### Items ###

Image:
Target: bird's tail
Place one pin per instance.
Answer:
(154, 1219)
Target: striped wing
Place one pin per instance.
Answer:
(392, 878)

###

Can you echo every line from the one containing "Target: striped wing" down to the last of the rows, without changing anything?

• Full answer:
Target: striped wing
Place one pin per instance.
Answer:
(392, 878)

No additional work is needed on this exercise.